*ENTRIES SUPPLIED*:
[BEGIN]
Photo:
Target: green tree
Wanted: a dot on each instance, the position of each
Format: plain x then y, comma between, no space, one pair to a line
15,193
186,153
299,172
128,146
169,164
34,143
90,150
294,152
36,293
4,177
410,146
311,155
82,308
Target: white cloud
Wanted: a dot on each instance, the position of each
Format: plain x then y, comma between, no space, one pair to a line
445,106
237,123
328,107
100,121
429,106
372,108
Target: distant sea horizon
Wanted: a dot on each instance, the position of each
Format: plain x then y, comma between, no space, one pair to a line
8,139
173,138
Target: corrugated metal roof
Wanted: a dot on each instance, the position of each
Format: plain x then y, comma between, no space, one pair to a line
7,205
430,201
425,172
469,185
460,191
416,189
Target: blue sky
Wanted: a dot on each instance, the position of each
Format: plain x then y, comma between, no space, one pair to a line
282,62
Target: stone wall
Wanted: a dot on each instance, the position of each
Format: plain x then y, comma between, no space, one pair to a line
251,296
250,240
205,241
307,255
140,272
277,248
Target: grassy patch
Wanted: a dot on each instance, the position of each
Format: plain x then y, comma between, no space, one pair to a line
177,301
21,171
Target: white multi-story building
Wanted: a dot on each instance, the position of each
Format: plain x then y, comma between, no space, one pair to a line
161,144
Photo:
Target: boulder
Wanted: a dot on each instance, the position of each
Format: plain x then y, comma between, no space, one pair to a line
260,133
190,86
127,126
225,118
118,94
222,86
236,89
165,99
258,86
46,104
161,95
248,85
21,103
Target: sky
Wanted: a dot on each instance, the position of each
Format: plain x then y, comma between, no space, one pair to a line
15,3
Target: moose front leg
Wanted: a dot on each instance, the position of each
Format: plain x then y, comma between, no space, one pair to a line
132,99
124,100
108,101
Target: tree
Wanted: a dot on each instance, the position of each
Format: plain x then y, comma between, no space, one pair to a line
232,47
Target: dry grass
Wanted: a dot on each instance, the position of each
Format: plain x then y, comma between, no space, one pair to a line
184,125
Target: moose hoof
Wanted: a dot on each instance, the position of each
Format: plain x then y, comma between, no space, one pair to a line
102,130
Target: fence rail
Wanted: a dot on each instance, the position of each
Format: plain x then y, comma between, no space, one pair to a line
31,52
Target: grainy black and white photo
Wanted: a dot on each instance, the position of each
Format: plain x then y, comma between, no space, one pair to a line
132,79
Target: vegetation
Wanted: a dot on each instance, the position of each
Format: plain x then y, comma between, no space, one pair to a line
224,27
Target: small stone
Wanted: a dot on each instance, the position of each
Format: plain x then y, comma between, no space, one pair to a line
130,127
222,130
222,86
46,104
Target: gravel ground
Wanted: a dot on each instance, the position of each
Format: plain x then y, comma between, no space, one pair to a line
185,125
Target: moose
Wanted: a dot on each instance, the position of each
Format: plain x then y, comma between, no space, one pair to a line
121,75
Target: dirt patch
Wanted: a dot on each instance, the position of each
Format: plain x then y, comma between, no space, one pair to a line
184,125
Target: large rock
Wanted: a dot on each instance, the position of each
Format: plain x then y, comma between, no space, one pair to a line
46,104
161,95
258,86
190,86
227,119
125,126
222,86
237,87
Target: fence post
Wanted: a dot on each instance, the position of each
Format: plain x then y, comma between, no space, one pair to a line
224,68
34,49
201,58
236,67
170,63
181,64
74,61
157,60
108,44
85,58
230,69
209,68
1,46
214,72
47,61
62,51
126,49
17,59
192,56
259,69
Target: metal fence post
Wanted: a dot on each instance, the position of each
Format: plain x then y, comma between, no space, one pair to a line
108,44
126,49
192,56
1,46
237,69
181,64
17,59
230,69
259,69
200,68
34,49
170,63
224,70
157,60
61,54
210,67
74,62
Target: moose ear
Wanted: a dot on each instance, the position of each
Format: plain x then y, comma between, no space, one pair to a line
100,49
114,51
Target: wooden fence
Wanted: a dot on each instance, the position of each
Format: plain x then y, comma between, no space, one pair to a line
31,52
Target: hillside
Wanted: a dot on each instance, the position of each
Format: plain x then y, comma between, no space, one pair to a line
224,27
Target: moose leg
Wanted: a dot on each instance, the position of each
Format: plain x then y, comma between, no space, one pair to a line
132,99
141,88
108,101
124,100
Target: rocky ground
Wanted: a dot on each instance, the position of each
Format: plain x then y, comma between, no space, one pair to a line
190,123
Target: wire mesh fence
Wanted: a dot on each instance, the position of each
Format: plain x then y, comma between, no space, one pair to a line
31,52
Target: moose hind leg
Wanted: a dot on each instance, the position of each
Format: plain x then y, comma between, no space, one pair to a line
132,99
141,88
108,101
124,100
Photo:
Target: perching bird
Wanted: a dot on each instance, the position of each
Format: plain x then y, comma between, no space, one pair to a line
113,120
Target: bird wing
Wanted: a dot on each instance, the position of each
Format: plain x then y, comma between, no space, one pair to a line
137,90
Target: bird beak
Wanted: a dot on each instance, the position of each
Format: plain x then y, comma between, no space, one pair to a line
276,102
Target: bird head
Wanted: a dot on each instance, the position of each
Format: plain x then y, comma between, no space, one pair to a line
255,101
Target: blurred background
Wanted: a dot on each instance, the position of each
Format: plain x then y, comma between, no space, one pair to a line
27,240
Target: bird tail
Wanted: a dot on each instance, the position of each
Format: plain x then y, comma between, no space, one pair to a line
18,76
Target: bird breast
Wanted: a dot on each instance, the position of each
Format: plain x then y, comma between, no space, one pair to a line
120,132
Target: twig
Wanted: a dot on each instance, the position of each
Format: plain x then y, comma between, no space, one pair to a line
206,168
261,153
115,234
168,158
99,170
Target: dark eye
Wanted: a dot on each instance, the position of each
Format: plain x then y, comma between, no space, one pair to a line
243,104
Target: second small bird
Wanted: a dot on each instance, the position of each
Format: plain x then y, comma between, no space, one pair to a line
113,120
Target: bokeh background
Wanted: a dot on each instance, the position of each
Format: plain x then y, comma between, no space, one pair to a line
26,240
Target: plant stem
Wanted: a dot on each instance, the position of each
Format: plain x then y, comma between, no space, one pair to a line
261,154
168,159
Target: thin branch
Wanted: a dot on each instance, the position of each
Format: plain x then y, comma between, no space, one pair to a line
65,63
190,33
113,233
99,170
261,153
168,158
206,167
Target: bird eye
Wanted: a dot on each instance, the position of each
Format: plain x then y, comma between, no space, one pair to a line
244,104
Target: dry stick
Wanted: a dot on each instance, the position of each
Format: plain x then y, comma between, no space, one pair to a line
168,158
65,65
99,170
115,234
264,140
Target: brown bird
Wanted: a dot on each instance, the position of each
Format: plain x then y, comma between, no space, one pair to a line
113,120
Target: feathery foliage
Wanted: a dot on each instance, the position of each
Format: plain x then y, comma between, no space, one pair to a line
[END]
*WHAT IS ASKED*: The records above must be repeated exactly, every one of them.

*THE OUTPUT*:
Photo:
Target: green tree
Wanted: a dot on each instance, the position of each
Format: plain x then y, comma between, no space, one pair to a line
15,193
186,153
299,172
128,146
169,164
34,143
90,150
294,152
36,293
4,177
410,146
311,155
82,308
Target: white cloud
Wanted: a dot on each instance, the position of each
Format: plain x then y, comma between, no space, one pair to a line
445,106
237,123
328,107
100,121
429,106
372,108
Target: distant sea horizon
Wanted: a dot on each instance, the position of each
Format: plain x then y, comma between, no space, one pair to a line
8,139
173,138
Target: corrugated metal roof
Wanted: a dot on each instance, the position of each
Format: plain x then y, comma between, no space, one pair to a line
7,205
430,201
425,172
469,185
460,191
416,189
Target: blue sky
Wanted: a dot on each instance, the position of each
Format: plain x then y, comma between, no space, one pair to a line
282,62
Target: stone wall
Wanted: a dot on each instance, the position of each
Format: plain x then y, comma between, no space, one pair to a line
251,296
250,240
205,241
307,255
140,272
277,248
Target: grassy patch
Wanted: a dot on each instance, the position of each
Format: plain x then y, comma between, no space, one pair to a line
177,301
21,171
Target: white multi-story building
Wanted: a dot on each instance, the position of each
Format: plain x then y, comma between, no space, one pair to a line
161,144
Photo:
Target: boulder
Wanted: a dot on each instance, the position of each
Format: plain x then y, comma between, no space, one pair to a line
260,133
190,86
127,126
225,118
118,94
222,86
236,89
165,99
258,86
46,104
161,95
248,85
21,103
Target: sky
Wanted: a dot on each instance, the position of each
Format: plain x then y, comma between, no space, one pair to a line
15,3
Target: moose front leg
Wanted: a dot on each instance, the position of each
Format: plain x then y, comma between, no space, one pair to a line
132,99
124,100
108,101
Target: tree
Wanted: a dot on each instance, the position of each
Format: plain x then y, comma between, no space, one pair to a line
232,47
Target: dry grass
Wanted: a dot on each instance, the position of each
Format: plain x then y, comma between, no space, one pair to a line
184,125
Target: moose hoof
Wanted: a dot on each instance, the position of each
Format: plain x then y, comma between, no space, one pair to a line
102,130
Target: fence rail
Wanted: a dot on each instance, the position of each
Format: plain x then y, comma between, no space, one pair to a line
31,52
Target: grainy black and white photo
Wanted: a dot on each instance, the position of each
Format: plain x then y, comma between, no space, one pair to a line
132,79
Target: vegetation
Wanted: a dot on each instance, the position of each
Format: plain x then y, comma between, no space, one pair to a line
224,27
Target: small stone
Wanted: a dot on each instance, the position of each
Format: plain x then y, comma between, no space, one pair to a line
130,127
222,130
222,86
46,104
Target: gravel ground
Wanted: a dot on each instance, the position of each
Format: plain x then y, comma between, no space, one pair to a line
185,125
Target: moose
Wanted: a dot on each instance, the position of each
Format: plain x then y, comma between, no space, one pair to a line
121,75
Target: dirt patch
Wanted: a dot on each instance, the position of each
Format: plain x then y, comma between, no space, one pair to a line
184,125
Target: large rock
Wanted: a dot on each instance, the position of each
Format: plain x then y, comma between, no space, one pair to a line
46,104
161,95
258,86
190,86
227,119
125,126
222,86
237,87
Target: fence post
Wanted: a dot on each instance, the position of each
Format: plain x then y, comma between, no space, one pair to a line
224,68
34,49
201,58
236,67
170,63
181,64
74,61
157,60
108,44
85,58
230,69
209,68
1,46
214,72
47,61
62,51
126,49
17,59
192,56
259,69
Target: metal fence post
Wanted: a dot on each instance, the position of each
Format: plain x then y, comma between, no space, one pair to a line
108,44
126,49
192,56
1,46
237,69
181,64
17,59
230,69
259,69
200,68
34,49
170,63
224,70
157,60
61,54
210,67
74,62
Target: moose ear
Wanted: a dot on each instance, the position of each
Format: plain x then y, comma between, no space, one pair to a line
100,49
114,51
Target: wooden fence
Wanted: a dot on each instance, the position of each
Format: plain x then y, comma between, no space, one pair to a line
31,52
Target: hillside
Wanted: a dot on each instance, the position of each
Format: plain x then y, comma between, no space, one pair to a line
224,27
Target: moose leg
Wanted: a dot on each instance, the position of each
Format: plain x then y, comma between, no space, one pair to a line
132,99
141,88
108,101
124,100
Target: rocky ground
Wanted: a dot on each instance, the position of each
Format: plain x then y, comma between, no space, one pair to a line
190,123
Target: wire mesh fence
Wanted: a dot on each instance, the position of each
Format: plain x then y, comma between, no space, one pair to a line
31,52
Target: moose hind leg
Wanted: a dot on each instance, the position of each
Format: plain x then y, comma between, no space, one pair to a line
132,99
141,88
108,101
124,100
Photo:
Target: perching bird
Wanted: a dot on each instance, the position of each
Format: plain x then y, comma between, no space, one pair to a line
113,120
Target: bird wing
Wanted: a dot on each instance, the position of each
Format: plain x then y, comma between, no space, one pair to a line
137,90
Target: bird beak
Wanted: a dot on each instance, the position of each
Format: plain x then y, comma between, no space, one pair to a line
276,102
Target: bird head
Wanted: a dot on each instance, the position of each
Format: plain x then y, comma between, no space, one pair to a line
255,101
Target: blurred background
Wanted: a dot on each instance, the position of each
Format: plain x then y, comma between, no space, one pair to a line
27,240
Target: bird tail
Wanted: a dot on each instance, the position of each
Format: plain x then y, comma between, no space, one pair to a line
18,76
Target: bird breast
Wanted: a dot on each instance, the position of each
Format: plain x then y, comma between, no space, one pair to a line
120,132
Target: twig
Wanted: a dot on each instance, the position of each
Format: plain x then y, comma between, no space, one pair to a line
206,168
261,153
115,234
168,158
99,170
Target: dark eye
Wanted: a dot on each instance, the position of each
Format: plain x then y, comma between, no space, one pair to a line
243,104
Target: second small bird
Wanted: a dot on each instance, the position of each
Format: plain x then y, comma between, no space, one pair to a line
113,120
Target: bokeh background
Wanted: a dot on each instance, the position of each
Format: plain x then y, comma between, no space, one pair to a line
26,240
Target: plant stem
Wanted: a dot on each instance, the position of each
Format: plain x then y, comma between, no space, one pair to a line
261,154
168,159
Target: thin branch
Wanted: a dot on each instance, the position of each
Format: plain x then y, comma between, no space, one pair to a line
65,63
190,33
113,233
99,170
261,153
168,158
206,167
Target: bird eye
Wanted: a dot on each instance, the position of each
Format: plain x then y, comma between, no space, one pair to a line
244,104
Target: dry stick
Wanted: a dot on each instance, the position of each
Format: plain x then y, comma between, no space, one pair to a line
168,158
65,65
99,170
115,234
264,140
Target: brown bird
Wanted: a dot on each instance, the position of each
Format: plain x then y, comma between, no space, one pair to a line
113,120
Target: feathery foliage
Wanted: a dot on each instance, the position of each
Format: plain x then y, comma between, no space, one pair to a line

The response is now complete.